*Exercise objective*
Output the line that contains "the dark trousers" and every line after it to the end of the entries, with nothing added or left out.

## begin Entries supplied

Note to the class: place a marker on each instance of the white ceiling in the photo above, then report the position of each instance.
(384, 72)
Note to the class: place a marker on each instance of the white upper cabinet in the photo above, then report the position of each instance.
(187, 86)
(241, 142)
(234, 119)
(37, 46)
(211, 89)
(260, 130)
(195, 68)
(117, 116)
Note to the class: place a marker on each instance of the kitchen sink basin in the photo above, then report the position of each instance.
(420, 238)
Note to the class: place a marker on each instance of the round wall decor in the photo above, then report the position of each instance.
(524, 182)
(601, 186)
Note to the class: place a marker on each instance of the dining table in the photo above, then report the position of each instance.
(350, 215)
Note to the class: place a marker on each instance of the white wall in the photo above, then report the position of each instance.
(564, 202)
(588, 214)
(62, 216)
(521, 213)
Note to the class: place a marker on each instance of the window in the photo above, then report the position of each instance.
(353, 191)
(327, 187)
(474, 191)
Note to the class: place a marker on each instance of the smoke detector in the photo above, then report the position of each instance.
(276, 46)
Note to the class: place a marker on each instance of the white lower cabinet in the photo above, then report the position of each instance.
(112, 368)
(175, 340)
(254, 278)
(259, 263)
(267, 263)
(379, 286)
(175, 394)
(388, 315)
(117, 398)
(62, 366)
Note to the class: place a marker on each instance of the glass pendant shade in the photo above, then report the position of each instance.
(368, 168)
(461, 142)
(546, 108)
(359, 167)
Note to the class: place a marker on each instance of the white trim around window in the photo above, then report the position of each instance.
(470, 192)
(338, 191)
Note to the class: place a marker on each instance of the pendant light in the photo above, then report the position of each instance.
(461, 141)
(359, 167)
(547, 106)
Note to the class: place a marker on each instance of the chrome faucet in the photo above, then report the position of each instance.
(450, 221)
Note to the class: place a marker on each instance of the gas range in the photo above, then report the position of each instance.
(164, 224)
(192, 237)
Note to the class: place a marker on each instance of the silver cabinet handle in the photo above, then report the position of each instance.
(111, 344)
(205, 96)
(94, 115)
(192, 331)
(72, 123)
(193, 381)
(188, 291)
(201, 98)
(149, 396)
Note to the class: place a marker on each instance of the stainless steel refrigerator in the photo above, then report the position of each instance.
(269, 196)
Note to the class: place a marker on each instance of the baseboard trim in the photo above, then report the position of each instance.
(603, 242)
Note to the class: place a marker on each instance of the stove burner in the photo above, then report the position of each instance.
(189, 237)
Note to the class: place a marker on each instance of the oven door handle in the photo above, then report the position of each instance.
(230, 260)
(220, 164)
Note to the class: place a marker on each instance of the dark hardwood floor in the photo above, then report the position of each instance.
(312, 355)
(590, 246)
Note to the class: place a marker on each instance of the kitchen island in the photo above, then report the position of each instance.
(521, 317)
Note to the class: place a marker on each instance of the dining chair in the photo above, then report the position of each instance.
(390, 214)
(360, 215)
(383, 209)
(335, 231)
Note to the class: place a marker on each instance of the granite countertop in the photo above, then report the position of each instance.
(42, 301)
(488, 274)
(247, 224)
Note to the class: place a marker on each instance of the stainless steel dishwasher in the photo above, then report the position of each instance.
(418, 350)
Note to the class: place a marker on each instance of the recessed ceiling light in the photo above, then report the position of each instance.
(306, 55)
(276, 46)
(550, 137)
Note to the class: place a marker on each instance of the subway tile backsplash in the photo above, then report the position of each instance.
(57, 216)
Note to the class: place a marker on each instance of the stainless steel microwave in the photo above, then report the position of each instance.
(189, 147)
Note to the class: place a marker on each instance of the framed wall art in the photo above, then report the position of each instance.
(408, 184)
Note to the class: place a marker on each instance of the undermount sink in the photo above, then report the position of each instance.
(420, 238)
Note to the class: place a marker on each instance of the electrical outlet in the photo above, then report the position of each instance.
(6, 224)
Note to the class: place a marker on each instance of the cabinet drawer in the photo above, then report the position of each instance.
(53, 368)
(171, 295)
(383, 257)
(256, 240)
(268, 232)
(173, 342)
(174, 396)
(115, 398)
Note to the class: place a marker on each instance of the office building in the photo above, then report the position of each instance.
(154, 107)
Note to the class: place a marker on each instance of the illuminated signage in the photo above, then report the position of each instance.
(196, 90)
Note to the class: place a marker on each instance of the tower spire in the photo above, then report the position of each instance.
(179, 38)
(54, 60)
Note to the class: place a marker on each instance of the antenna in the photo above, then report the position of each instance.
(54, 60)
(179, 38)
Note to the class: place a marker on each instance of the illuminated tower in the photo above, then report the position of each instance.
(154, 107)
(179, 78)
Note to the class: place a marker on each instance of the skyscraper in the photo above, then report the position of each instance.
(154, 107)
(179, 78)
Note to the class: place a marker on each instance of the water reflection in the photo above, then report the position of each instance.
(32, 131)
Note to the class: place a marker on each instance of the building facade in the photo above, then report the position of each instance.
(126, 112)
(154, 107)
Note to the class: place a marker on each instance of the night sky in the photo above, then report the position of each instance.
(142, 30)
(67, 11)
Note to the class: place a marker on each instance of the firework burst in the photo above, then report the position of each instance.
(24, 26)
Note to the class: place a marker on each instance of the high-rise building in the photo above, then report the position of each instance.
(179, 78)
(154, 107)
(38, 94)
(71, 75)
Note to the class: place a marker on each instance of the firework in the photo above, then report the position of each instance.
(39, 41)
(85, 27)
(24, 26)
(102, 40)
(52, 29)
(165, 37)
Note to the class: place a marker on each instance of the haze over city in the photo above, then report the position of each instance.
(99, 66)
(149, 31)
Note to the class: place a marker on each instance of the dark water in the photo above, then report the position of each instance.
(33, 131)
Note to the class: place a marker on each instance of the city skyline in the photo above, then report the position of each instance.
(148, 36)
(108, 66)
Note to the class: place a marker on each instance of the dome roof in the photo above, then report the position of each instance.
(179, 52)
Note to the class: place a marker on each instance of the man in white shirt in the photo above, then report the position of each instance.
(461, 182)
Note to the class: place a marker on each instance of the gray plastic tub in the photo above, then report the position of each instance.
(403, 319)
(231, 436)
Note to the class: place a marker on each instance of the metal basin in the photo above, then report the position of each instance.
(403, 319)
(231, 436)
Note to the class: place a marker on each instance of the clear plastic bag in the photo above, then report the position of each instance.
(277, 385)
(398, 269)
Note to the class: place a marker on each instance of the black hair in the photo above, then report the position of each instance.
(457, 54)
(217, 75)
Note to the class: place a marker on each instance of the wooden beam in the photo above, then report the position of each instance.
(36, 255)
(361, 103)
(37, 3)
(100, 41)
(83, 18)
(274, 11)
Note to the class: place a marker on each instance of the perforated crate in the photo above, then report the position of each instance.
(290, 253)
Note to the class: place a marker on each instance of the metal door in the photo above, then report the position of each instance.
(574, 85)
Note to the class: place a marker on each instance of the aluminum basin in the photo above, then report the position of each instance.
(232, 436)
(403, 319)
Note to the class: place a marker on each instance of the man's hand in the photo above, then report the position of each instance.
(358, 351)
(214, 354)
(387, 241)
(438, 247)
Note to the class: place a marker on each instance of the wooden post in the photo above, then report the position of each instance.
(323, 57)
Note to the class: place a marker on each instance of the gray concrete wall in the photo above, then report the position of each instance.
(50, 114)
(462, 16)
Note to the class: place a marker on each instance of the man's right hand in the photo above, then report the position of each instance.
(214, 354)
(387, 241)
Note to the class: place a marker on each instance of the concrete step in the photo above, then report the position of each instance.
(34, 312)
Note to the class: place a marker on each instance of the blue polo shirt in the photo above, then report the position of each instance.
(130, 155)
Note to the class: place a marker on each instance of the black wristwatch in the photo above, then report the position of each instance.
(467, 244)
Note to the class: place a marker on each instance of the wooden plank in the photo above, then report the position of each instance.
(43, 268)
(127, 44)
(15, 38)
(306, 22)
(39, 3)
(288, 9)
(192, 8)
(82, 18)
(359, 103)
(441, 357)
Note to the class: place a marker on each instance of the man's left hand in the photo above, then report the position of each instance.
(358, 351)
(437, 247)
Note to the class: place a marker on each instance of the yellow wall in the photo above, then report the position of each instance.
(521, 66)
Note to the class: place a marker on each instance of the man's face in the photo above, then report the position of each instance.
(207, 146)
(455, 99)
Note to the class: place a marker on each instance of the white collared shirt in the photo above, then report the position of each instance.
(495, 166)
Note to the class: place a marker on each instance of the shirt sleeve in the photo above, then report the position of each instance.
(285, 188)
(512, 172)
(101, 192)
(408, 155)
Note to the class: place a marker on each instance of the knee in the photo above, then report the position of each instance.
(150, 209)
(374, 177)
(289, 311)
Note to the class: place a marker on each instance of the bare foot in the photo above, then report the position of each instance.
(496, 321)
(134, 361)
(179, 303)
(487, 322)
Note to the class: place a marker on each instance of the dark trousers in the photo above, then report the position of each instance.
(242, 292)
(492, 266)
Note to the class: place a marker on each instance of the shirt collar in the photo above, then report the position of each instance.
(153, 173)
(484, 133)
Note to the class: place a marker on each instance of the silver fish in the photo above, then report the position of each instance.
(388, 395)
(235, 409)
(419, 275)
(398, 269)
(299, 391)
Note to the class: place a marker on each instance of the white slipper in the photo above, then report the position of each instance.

## end Entries supplied

*Response*
Note to the class: place a marker on each instance of the dark trousers in the photo above, then report the position of each instance.
(242, 292)
(492, 266)
Note to the class: place a marker on each instance of the shirt collar in the photo above, then report the position of each instance.
(153, 173)
(484, 133)
Note to the class: place a marker on each instance of the silver fish in the photo above, then report the position of each instance.
(388, 395)
(235, 409)
(419, 275)
(398, 269)
(299, 391)
Note to the class: place a marker on each instance of the white slipper in the photo above, then report the position of each instance.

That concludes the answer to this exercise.